-- GIVEN TASK --
Locate every line in the location labeling records below that contains the word "blue", treating uppercase and lowercase as distinct, and copy each such line.

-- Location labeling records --
+++

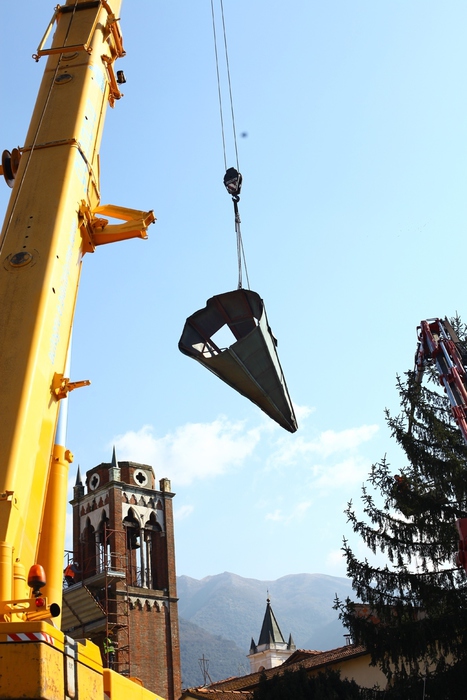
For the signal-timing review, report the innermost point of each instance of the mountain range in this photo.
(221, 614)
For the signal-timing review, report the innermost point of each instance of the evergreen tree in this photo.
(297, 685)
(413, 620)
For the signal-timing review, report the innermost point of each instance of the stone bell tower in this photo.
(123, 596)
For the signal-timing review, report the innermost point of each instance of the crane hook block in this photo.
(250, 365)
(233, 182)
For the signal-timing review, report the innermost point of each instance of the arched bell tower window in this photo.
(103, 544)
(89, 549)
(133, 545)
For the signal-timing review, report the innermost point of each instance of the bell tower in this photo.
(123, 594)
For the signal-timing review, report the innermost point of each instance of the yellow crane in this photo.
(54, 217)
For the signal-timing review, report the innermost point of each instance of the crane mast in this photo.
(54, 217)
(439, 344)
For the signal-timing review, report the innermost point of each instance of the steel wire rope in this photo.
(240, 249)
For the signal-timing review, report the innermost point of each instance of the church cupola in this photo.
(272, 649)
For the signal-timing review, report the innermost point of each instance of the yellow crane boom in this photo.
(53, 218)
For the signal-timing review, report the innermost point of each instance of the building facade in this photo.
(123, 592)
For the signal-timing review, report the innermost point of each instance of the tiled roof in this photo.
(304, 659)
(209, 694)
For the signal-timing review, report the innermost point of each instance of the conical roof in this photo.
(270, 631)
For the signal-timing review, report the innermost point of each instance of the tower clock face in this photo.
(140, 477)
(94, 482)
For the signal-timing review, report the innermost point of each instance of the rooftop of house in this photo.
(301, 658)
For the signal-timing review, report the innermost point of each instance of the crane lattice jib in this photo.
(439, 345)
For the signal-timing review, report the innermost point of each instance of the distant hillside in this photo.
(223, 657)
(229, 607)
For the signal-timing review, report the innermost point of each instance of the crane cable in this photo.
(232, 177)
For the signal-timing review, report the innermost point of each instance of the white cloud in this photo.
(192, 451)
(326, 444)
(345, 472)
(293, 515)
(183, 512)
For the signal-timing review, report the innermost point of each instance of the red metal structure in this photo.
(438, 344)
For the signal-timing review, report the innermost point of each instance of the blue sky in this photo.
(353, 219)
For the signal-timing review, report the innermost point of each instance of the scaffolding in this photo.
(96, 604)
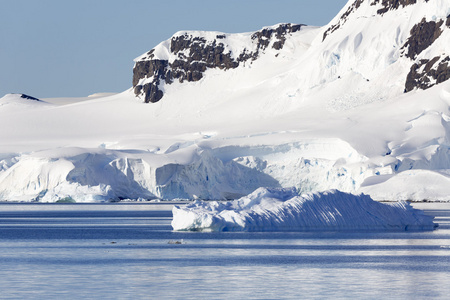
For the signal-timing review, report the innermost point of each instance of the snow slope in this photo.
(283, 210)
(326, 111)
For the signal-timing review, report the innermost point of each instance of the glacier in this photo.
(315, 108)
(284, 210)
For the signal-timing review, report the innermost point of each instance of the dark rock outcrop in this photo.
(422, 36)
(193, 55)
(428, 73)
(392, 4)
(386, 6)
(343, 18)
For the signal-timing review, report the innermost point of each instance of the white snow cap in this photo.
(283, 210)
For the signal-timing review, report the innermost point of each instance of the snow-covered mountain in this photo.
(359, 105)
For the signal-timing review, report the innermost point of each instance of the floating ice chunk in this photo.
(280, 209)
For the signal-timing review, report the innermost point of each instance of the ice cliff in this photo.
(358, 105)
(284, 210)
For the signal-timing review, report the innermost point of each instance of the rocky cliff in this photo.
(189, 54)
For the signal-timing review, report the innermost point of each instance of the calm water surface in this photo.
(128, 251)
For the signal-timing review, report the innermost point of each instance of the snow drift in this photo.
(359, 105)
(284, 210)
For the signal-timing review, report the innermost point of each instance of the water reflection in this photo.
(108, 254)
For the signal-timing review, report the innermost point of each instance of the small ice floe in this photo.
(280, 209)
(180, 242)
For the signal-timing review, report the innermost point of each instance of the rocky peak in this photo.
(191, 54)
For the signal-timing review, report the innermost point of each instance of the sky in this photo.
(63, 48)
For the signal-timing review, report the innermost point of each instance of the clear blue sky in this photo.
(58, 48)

+++

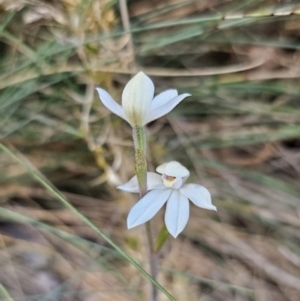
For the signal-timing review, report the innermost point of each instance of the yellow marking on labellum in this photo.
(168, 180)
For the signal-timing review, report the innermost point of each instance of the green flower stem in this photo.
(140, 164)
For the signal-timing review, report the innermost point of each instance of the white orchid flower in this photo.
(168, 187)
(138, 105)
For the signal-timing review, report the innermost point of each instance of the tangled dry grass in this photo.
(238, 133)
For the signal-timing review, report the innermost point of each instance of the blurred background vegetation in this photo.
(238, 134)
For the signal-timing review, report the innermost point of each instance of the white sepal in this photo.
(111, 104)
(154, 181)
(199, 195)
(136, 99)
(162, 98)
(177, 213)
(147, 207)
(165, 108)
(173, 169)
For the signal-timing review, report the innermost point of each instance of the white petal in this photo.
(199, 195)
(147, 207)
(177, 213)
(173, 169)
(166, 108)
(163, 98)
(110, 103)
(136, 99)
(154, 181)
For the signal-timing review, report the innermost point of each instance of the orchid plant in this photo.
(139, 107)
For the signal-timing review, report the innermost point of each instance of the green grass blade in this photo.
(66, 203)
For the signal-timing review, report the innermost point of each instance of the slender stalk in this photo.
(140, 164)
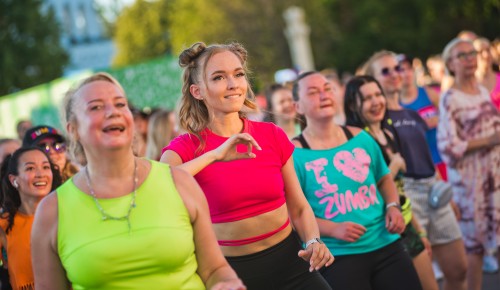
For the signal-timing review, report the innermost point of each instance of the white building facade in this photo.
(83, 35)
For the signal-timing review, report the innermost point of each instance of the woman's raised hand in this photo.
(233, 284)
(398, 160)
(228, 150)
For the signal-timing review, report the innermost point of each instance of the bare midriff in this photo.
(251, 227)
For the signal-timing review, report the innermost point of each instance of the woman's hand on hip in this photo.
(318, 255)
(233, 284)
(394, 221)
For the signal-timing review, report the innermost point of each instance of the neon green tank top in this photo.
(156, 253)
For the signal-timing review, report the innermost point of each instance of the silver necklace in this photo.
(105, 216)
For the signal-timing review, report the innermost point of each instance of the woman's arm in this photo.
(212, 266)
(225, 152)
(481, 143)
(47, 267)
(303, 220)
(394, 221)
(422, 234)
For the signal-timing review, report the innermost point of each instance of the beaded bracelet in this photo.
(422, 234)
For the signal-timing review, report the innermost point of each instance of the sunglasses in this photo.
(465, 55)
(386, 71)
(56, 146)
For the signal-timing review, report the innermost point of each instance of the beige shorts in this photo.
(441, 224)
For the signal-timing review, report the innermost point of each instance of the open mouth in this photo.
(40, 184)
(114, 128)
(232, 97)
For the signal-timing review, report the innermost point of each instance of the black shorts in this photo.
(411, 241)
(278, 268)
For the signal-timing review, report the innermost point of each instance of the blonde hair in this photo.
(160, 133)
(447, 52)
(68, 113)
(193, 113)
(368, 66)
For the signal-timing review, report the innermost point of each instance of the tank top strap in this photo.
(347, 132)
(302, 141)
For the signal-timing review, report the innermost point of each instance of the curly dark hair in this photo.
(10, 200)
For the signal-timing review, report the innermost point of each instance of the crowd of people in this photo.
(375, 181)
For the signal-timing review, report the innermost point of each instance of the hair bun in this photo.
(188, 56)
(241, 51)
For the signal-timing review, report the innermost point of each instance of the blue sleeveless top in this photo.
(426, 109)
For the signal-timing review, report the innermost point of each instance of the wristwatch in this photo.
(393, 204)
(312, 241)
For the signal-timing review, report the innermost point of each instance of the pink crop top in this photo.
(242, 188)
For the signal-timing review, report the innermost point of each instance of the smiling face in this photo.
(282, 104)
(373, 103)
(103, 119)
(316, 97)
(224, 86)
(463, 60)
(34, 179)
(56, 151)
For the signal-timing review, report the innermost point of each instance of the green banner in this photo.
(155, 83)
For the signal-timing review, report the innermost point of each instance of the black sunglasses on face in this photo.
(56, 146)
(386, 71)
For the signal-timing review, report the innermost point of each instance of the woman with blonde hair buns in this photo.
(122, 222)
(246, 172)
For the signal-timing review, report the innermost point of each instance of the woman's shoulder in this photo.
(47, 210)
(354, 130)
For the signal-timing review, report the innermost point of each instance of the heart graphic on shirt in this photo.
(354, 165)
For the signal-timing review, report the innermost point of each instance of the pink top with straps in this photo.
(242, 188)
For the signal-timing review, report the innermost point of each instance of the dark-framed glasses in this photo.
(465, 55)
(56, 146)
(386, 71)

+++

-- REPLY --
For the signal-timing review, report the innermost point of each instance of the blue sky in this photo.
For the signal-timing review, report the innermost point of each instance of the clear blue sky in this photo.
For the signal-timing review, report the innermost point of each instance of the blue sleeveless top in this photo.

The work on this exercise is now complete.